__TEXT PROVIDED__
Hanna Casey believes she is living the perfect life in London with her barrister husband and teenage daughter, Jazz. Then Hanna discovers her husband has been having a long-term affair with a family friend. In a fit of anger and desperation, Hanna throws a few clothes into bags for her and Jazz and the two return to Hanna’s childhood home in Finfarran, Ireland. Hanna and Jazz live with Hanna’s widowed mother while Hanna comes to terms with her life and her disappointment.
The Library at the Edge of the World by Felicity Hayes-McCoy takes place in the fictional town of Finfarran, located on the West Coast of Ireland. Luckily, Hanna finds a job as librarian of the Lissbeg Library. Jazz is now an adult and working as a flight attendant, sharing a flat with coworkers in Paris, but she makes frequent trips to see her mother and grandmother.
I have a fondness, one might even say a weakness, for books about libraries and book stores, so the title The Library at the Edge of the World caught my eye. The fact that it is set in a beautiful part of Ireland was also a draw.

__SUPPLIED INFORMATION__
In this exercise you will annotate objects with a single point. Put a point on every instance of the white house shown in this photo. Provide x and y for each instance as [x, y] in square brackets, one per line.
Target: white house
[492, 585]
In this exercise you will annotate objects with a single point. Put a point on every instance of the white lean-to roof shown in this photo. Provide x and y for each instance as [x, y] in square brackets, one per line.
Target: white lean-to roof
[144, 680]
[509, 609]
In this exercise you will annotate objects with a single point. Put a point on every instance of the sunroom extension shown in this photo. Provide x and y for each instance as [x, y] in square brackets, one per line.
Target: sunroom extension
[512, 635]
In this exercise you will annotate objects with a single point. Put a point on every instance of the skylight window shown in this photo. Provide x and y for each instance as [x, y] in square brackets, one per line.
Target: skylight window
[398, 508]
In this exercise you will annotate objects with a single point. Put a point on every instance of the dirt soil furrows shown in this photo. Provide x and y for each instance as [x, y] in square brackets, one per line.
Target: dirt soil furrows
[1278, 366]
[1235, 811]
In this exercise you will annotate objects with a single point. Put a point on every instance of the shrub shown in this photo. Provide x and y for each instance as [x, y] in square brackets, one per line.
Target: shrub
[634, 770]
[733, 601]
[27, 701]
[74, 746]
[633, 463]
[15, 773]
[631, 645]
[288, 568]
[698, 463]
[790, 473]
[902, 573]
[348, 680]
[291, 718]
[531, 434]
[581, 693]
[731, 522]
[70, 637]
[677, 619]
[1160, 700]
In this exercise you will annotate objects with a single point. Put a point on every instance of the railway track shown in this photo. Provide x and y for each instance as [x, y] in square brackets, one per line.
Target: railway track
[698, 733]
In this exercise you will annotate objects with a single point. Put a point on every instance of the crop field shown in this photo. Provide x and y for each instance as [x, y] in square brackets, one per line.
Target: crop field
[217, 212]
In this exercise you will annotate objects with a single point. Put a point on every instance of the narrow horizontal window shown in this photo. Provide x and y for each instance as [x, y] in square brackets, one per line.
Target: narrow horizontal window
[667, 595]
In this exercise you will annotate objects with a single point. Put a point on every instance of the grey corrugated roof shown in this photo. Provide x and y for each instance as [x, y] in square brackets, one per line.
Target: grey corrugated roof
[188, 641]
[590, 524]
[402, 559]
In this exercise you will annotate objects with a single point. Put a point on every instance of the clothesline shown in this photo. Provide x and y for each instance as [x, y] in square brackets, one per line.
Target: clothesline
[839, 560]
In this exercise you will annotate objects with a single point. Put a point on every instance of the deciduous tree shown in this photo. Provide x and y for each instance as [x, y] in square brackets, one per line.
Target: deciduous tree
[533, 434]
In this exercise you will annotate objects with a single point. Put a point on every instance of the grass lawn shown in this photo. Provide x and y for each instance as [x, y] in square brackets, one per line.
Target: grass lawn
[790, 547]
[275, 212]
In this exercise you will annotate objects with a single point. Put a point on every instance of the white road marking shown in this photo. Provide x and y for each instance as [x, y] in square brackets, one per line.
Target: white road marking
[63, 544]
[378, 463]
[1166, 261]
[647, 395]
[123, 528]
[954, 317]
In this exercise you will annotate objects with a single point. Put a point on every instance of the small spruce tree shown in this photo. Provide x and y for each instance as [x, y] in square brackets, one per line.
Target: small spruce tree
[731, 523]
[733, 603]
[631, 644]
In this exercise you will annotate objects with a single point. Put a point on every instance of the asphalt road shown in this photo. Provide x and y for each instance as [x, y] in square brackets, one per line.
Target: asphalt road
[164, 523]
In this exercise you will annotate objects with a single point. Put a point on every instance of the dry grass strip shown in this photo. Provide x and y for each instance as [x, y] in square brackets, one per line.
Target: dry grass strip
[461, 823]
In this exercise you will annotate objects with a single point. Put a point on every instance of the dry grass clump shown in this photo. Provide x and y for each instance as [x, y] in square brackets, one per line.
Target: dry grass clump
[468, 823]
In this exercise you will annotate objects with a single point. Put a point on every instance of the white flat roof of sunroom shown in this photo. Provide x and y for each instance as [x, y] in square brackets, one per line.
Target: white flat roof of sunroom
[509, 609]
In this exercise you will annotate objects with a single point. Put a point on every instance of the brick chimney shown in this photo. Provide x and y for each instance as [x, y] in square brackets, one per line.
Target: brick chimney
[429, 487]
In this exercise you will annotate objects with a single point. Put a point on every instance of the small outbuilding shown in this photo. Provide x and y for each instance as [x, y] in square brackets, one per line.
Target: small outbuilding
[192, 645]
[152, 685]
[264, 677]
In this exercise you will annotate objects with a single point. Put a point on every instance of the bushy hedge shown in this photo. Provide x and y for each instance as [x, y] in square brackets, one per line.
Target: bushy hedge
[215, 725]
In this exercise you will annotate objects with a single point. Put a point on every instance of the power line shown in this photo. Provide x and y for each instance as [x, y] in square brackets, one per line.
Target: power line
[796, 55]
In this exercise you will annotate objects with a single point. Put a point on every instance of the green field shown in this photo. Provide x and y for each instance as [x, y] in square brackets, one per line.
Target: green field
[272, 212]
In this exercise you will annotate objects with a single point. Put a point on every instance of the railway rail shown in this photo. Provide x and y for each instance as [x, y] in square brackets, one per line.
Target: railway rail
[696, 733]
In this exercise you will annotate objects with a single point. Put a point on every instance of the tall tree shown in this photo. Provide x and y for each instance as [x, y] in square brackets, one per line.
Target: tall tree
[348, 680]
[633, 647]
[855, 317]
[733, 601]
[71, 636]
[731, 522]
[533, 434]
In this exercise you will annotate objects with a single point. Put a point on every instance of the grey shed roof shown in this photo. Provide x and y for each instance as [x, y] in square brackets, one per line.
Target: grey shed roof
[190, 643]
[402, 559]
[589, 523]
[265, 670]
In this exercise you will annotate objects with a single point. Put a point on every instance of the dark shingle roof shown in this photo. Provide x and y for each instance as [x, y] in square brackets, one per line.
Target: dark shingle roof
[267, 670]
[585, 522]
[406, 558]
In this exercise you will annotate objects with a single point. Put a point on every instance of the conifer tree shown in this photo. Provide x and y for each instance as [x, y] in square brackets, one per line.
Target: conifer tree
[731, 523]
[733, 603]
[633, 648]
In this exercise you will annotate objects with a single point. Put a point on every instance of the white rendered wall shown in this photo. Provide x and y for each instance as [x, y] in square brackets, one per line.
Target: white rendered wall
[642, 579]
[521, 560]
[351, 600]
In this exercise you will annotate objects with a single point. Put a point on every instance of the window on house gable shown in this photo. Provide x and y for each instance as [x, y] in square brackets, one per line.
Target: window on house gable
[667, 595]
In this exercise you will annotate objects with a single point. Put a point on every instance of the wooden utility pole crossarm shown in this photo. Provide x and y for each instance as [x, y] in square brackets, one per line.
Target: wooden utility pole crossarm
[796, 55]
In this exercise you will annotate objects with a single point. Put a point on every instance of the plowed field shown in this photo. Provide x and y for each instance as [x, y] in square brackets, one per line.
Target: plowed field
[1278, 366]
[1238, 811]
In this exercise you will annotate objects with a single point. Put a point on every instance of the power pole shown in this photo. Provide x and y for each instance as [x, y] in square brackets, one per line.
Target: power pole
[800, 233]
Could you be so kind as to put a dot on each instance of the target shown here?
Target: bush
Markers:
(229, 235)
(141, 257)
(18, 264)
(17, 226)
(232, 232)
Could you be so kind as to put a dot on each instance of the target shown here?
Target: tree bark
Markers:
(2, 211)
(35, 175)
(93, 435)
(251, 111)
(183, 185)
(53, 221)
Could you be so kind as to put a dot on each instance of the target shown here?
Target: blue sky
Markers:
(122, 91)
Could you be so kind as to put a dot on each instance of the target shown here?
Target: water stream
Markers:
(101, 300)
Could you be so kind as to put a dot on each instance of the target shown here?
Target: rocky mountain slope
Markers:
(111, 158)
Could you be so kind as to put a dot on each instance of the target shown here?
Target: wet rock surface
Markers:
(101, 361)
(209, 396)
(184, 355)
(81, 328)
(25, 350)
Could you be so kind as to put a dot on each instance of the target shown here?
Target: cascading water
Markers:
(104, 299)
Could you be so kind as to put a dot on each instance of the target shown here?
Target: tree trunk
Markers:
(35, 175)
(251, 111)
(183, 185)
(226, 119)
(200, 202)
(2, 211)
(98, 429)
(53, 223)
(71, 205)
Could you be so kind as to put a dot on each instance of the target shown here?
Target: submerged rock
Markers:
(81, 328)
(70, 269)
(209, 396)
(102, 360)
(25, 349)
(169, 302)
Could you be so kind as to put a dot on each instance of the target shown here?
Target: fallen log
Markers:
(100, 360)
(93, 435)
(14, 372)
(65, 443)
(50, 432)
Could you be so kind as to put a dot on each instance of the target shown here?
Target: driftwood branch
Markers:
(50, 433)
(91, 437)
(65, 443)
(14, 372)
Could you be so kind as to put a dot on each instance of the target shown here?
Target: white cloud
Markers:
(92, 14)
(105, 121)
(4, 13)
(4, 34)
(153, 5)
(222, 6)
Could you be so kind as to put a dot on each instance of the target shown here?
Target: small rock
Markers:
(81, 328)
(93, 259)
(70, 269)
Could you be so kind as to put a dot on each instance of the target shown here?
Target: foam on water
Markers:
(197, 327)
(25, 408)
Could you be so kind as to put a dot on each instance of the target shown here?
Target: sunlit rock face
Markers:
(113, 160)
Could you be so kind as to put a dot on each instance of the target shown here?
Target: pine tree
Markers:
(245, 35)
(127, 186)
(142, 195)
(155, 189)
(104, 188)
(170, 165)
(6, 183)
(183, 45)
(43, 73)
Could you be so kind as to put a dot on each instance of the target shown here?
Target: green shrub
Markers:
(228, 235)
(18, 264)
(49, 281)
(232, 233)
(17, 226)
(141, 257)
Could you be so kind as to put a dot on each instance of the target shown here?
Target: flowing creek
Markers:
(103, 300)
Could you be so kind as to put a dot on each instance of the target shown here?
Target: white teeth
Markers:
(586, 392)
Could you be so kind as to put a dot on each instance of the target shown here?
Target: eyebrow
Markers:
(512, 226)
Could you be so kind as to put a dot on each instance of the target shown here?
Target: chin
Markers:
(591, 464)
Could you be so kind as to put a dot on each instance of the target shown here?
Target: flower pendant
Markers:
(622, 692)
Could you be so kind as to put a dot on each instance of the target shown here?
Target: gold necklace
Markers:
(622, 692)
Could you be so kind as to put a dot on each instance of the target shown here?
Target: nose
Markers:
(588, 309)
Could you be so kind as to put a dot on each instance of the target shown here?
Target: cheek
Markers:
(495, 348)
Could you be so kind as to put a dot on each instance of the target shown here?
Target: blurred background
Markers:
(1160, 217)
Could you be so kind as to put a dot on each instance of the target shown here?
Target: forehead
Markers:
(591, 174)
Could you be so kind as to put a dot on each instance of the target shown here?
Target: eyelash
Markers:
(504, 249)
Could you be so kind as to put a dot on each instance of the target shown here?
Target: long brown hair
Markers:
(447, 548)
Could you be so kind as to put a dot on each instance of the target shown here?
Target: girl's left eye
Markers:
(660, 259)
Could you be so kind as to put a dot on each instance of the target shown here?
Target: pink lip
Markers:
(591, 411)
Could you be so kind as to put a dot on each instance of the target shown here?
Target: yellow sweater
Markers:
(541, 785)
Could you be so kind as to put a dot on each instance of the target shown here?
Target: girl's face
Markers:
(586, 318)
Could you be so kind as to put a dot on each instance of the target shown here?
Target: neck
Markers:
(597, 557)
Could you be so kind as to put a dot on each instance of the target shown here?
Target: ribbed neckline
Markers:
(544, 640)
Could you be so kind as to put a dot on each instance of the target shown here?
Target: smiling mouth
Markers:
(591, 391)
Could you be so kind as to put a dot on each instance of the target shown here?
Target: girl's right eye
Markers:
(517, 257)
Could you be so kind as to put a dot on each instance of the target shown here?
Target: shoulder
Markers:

__GOAL OF THE EXERCISE__
Extend the review of The Library at the Edge of the World, picking up right after its final sentence. The listing has nothing to do with this.

__RESULT__
Hanna feels in many ways that her life has been on hold since she fled from London and a bad marriage. Suddenly, she discovers reasons to be involved and active again. The first is that she decides to renovate a house she inherited years ago from her great-aunt. The house has sat abandoned for years, but the structure is sound. Hanna finds a local carpenter who is actually an artisan with a talent for finding excellent bargains which he purchases for Hanna’s home project. He is saving Hanna money, but she takes her time understanding that Fury, the carpenter, has her best interests at heart.
Then Hanna’s livelihood is threatened because a larger nearby town has caught the Council’s eye. The Council members think if they pour resources into Carrick, they can save money and draw tourists. Of course, this plan comes at a cost to Finfarran and the Lissbeg Library. Hanna and others in Finfarran decide to develop their own plan to save the town as well as the library and to provide much-needed services to the whole community.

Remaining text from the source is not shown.